* Start Items *

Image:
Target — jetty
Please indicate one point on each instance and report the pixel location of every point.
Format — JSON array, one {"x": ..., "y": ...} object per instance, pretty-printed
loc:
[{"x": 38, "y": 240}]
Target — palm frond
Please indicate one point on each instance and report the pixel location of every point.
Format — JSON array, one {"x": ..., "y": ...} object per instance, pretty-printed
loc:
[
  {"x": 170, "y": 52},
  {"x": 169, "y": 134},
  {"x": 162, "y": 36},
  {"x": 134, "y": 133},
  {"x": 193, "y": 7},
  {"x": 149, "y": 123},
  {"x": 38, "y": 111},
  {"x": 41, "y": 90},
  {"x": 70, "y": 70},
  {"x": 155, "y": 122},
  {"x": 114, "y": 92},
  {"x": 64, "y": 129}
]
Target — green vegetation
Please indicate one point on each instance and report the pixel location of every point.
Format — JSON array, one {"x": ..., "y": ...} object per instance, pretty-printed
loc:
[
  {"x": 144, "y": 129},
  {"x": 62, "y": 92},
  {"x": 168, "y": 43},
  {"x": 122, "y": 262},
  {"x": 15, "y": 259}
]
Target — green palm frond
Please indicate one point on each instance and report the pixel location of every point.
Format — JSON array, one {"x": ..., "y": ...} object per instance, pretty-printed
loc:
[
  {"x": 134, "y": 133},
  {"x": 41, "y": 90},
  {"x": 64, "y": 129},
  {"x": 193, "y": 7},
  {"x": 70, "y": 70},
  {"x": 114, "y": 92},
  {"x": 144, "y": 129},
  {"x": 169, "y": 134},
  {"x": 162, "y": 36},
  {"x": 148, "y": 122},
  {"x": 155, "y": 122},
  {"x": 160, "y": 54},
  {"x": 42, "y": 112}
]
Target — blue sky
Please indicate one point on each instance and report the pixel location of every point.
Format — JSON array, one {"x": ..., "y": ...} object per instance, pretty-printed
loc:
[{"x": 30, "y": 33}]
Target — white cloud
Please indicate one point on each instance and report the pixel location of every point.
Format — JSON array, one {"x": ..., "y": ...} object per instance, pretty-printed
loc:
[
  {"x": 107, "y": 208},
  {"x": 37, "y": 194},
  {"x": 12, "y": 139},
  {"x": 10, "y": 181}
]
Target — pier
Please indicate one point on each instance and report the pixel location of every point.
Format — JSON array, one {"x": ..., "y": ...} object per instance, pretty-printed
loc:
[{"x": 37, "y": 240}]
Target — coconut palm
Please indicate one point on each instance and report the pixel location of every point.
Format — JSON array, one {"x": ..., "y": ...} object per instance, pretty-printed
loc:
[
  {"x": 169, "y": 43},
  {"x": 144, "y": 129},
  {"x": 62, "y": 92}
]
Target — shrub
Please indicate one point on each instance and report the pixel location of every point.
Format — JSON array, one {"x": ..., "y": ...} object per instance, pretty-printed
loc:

* End Items *

Write out exactly the final stretch of the records: the line containing "Target — green palm frond" and every line after it, through the last, and nothing else.

Result of the exercise
Target — green palm frond
Please indicate one point on each instance and report the pixel location of every point.
Format — JSON array, one {"x": ..., "y": ...} object per instance, pretty-printed
loc:
[
  {"x": 134, "y": 133},
  {"x": 41, "y": 90},
  {"x": 64, "y": 129},
  {"x": 193, "y": 7},
  {"x": 70, "y": 70},
  {"x": 114, "y": 92},
  {"x": 144, "y": 129},
  {"x": 169, "y": 134},
  {"x": 162, "y": 36},
  {"x": 148, "y": 122},
  {"x": 155, "y": 122},
  {"x": 160, "y": 54},
  {"x": 42, "y": 112}
]
Target — blue sky
Please indicate one point on each instance and report the pixel location of every point.
Format — JSON array, one {"x": ..., "y": ...} object per instance, pretty-printed
loc:
[{"x": 30, "y": 33}]
Target — white cloud
Please indicate one point on each instance and report the pixel location of every point.
Format — JSON array, one {"x": ..., "y": ...} object per instance, pretty-printed
loc:
[
  {"x": 107, "y": 208},
  {"x": 37, "y": 194},
  {"x": 12, "y": 139},
  {"x": 10, "y": 181}
]
Target — pier
Please indicate one point on each instance and report the pixel location of every point.
Format — JSON array, one {"x": ..., "y": ...} object per instance, pretty-printed
loc:
[{"x": 37, "y": 240}]
Target — coconut palm
Please indicate one point on each instance and report the pixel location of every point.
Format — JSON array, one {"x": ..., "y": ...} object per instance, pretty-printed
loc:
[
  {"x": 169, "y": 43},
  {"x": 144, "y": 129},
  {"x": 62, "y": 92}
]
Target — shrub
Please indicate one point on each instance and report the pixel location of every point.
Format — JSON array, one {"x": ..., "y": ...} object per instance, pretty-printed
loc:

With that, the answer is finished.